*Requête a*: Selon le passage fourni, quelle proportion des couples en France n'est pas mariée ?

Toutefois, Nathalie Bajos nuance ces constatations par le fait que «la diffusion de pratiques de moins en moins différenciées entre femmes et hommes dans le domaine de la sexualité […] va apparemment de pair avec la persistance des différences hommes/femmes dans les représentations sur la sexualité» . Ainsi, la «différence “naturelle” des sexes» demeure le «socle» de ces représentations, comme par exemple «la croyance en des besoins sexuels naturels masculins plus importants», partagée par 73~% des femmes interrogées et 59~% des hommes. Le mouvement général vers l’égalité est donc à tempérer puisque, selon les auteurs, «l’idée égalitaire en matière de sexualité reste encore largement conçue comme une menace pour la construction des identités sexuées» . Enfin, tout en ayant connu un plus grand nombre de partenaires que leurs parents et grands-parents, «l’idéal pour les individus des deux sexes reste de vivre de façon relativement prolongée une vie de couple riche à la fois sur le plan sexuel et affectif. Et il semble qu’à cet idéal les femmes soient plus attachées que les hommes» . Pourtant, la multiplication des familles recomposées se poursuit, et un tiers des couples en France ne sont pas mariés : ce sont ainsi plus d’un enfant sur deux qui naissent hors mariage.

*Requête b*: Dans les lignes ci-dessous, renvoie chaque ligne contenant la chaîne "bare".

*Données d'entrée*:
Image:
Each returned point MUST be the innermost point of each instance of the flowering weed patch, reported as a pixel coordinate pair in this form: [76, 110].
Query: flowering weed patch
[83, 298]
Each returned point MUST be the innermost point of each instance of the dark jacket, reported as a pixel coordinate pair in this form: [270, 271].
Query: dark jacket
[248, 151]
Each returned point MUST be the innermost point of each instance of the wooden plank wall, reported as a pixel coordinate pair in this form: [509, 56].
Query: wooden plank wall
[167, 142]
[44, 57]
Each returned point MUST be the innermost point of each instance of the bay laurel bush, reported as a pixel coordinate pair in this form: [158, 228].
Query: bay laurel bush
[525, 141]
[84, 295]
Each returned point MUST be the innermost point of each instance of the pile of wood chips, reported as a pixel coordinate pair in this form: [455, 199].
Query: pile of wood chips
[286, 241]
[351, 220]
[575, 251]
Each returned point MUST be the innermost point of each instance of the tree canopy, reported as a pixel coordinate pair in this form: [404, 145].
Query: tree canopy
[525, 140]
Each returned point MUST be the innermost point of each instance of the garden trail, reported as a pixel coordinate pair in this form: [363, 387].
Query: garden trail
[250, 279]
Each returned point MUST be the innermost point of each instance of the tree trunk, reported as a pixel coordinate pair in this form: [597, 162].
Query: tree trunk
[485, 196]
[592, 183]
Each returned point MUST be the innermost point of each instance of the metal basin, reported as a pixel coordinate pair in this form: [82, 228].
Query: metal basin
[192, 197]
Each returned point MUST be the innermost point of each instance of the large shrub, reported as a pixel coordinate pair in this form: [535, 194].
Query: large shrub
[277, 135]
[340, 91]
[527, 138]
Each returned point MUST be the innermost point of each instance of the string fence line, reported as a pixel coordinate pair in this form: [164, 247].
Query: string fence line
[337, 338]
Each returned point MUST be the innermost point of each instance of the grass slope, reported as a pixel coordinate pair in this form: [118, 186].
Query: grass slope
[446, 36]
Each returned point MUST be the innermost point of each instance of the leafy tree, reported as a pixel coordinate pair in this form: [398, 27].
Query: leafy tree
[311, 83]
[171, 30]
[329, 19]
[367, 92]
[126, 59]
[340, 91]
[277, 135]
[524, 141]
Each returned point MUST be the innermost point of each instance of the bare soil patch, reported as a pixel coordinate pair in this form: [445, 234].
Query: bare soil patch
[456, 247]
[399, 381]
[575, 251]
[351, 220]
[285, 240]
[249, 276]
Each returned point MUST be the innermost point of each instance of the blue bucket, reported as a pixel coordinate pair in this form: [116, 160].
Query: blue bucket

==

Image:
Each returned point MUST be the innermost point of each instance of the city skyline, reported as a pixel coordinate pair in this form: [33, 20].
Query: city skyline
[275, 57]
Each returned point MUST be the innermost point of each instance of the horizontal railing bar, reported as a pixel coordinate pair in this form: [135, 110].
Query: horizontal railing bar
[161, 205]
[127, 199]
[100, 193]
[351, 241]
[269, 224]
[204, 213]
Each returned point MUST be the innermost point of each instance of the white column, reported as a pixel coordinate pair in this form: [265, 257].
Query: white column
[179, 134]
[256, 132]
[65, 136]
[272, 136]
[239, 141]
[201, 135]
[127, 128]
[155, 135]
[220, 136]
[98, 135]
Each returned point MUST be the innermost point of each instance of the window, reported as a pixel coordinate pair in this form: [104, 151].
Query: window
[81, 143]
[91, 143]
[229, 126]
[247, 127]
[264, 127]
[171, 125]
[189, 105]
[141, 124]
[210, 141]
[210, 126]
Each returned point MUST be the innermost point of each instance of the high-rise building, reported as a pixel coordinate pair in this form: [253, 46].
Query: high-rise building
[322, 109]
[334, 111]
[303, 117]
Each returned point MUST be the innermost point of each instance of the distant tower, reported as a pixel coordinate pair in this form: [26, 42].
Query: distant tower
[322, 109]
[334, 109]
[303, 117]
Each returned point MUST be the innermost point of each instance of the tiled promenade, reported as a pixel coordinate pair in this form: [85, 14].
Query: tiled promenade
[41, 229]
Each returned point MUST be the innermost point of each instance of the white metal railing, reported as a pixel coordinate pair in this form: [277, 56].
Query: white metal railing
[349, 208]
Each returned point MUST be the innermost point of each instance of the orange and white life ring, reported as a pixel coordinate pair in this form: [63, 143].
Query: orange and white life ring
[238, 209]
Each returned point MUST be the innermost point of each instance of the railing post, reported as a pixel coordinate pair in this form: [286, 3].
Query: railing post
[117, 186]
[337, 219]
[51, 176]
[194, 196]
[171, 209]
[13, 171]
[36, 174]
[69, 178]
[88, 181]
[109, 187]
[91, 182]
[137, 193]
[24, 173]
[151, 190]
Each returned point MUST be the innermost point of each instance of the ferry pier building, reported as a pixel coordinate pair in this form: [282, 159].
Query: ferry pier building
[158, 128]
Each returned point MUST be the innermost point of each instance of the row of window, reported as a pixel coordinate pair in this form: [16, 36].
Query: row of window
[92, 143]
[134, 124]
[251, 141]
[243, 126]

*Réponse complète a*: Un tiers des couples en France ne sont pas mariés.

*Réponse complète b*:
Each returned point MUST be the innermost point of each instance of the bare soil patch, reported as a pixel coordinate pair in this form: [445, 234].
Query: bare soil patch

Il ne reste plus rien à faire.